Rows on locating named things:
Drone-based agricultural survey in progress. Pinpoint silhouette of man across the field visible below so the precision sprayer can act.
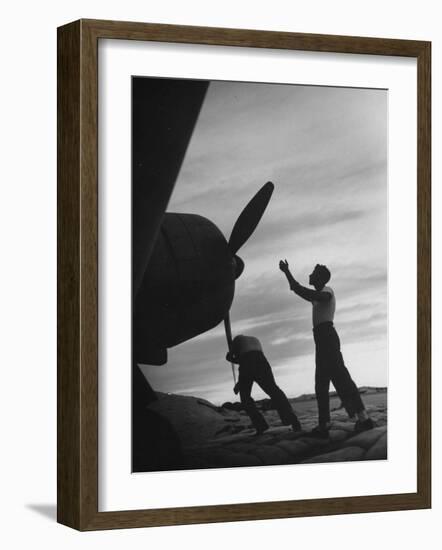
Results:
[226,334,301,435]
[279,260,374,438]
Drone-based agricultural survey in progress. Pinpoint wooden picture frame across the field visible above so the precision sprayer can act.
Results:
[57,20,431,531]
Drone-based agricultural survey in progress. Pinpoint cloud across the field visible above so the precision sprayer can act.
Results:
[145,82,388,401]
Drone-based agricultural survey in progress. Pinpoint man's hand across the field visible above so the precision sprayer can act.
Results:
[279,260,289,274]
[226,351,237,363]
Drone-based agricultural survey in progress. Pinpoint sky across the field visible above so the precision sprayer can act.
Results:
[143,82,388,404]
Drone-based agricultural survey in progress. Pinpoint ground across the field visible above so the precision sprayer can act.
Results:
[148,388,387,469]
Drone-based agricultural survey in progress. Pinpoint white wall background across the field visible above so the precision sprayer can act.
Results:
[0,0,442,550]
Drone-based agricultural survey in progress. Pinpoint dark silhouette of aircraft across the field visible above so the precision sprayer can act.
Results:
[133,182,274,365]
[132,77,273,472]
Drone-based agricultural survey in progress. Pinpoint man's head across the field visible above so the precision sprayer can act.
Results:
[309,264,331,288]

### Short task
Can you render every line of the rows above as a Markdown table with the columns No. and Line, skipping blank lines and leaving the pictures out?

### Exercise response
| No. | Line |
|---|---|
| 1 | Drone-based agricultural survey in progress. Pinpoint silhouette of man across the field visible below so the precision sprayer can act. |
| 2 | Results: |
| 3 | [226,334,301,435] |
| 4 | [279,260,374,438] |
| 5 | Drone-based agricultural survey in progress. Pinpoint wooden picture frame across the field visible above so the precision sprayer can act. |
| 6 | Results: |
| 7 | [57,20,431,531] |
| 8 | Drone-based agricultural survey in progress. Pinpoint cloud across the field visible above so the precision sprayer can act. |
| 9 | Results: |
| 10 | [145,82,388,401] |
| 11 | Drone-based agricultural survey in progress. Pinpoint man's hand across the field visible above so the precision sprayer can act. |
| 12 | Results: |
| 13 | [279,260,289,274] |
| 14 | [226,351,237,363] |
| 15 | Drone-based agricultural survey in progress. Pinpoint sky across the field visible above so the precision sprayer can act. |
| 16 | Results: |
| 17 | [143,82,388,404] |
| 18 | Drone-based agricultural survey in progress. Pinpoint ground across the field visible above so the precision sprayer can act. |
| 19 | Results: |
| 20 | [148,388,387,469] |
| 21 | Drone-based agricultural survey in progress. Pinpoint white wall background across the field visible above so the precision sprayer can act. |
| 22 | Results: |
| 23 | [0,0,442,550] |
| 24 | Drone-based agricultural survey in progress. Pinpoint dark silhouette of aircraft across the field visible above so the precision sprayer can act. |
| 25 | Results: |
| 26 | [133,182,274,365] |
| 27 | [132,77,273,472] |
| 28 | Drone-based agricultural survey in progress. Pinpoint man's head across the field visible above so the precision sprayer can act. |
| 29 | Results: |
| 30 | [309,264,331,288] |